[Object location annotation data]
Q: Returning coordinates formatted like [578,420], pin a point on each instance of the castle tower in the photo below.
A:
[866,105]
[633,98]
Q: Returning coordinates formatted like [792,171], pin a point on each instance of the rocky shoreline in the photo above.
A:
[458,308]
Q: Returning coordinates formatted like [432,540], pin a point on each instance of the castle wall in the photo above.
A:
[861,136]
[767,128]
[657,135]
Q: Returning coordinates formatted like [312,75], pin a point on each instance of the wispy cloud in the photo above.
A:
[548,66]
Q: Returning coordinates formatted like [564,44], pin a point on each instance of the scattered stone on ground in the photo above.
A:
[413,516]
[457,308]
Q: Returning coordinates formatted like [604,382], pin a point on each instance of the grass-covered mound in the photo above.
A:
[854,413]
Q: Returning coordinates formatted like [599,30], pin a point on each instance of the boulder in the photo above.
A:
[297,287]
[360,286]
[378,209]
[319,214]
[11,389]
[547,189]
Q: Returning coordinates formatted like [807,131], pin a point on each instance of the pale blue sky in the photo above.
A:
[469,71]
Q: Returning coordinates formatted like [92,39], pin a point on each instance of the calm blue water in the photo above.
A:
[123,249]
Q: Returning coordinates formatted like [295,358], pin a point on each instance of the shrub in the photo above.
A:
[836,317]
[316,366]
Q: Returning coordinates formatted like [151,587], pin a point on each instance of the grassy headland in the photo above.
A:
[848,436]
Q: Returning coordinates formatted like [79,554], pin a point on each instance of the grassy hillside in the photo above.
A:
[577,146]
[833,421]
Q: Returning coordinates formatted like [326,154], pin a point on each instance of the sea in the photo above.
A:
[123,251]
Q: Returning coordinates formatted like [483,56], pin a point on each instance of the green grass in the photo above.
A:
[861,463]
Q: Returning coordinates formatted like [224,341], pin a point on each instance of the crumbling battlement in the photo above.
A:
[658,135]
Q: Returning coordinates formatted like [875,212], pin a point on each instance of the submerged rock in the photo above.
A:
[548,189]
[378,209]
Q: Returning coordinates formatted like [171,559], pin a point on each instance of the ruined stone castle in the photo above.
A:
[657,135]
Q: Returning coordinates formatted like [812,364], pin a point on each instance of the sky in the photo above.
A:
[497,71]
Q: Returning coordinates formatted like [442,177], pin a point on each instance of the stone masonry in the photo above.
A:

▶ [WHAT TO DO]:
Scale the lines from the one that contains "Q: Returning coordinates formatted like [79,554], pin" through the end of the records, copying every line. Multiply each coordinate that sits on its own line after "A:" by 2.2 and round to a whole number with halves going up, leaving all other text and the sample coordinates unchanged.

▶ [ANSWER TO THIS PROBLEM]:
Q: Returning coordinates formatted like [79,554], pin a point on each instance of the grassy hillside in the photo above.
A:
[1269,321]
[1833,926]
Q: Returning coordinates formatted like [326,154], pin a point on each instance of the sea in the photo above.
A:
[271,552]
Q: Returning coordinates formatted like [483,56], pin a point on each instance of the green grass in the photo above.
A:
[1894,1019]
Q: Returning coordinates formatted like [224,341], pin a point on each instance of the crumbling battlement in the photo above.
A:
[1448,297]
Q: Returning coordinates formatted like [875,212], pin a point on each instance of the submerged rock in the photo above.
A:
[1206,416]
[832,460]
Q: Returning coordinates formatted like [171,559], pin a point on each instance of the ruined stone castle in the photo above.
A:
[1445,297]
Q: Returning coordinates formatted like [812,364], pin a point on each instance of the sky in the photo above.
A:
[1093,156]
Q: Returning coordinates formatted like [442,177], pin a point on each instance of the stone masonry in the photo above.
A:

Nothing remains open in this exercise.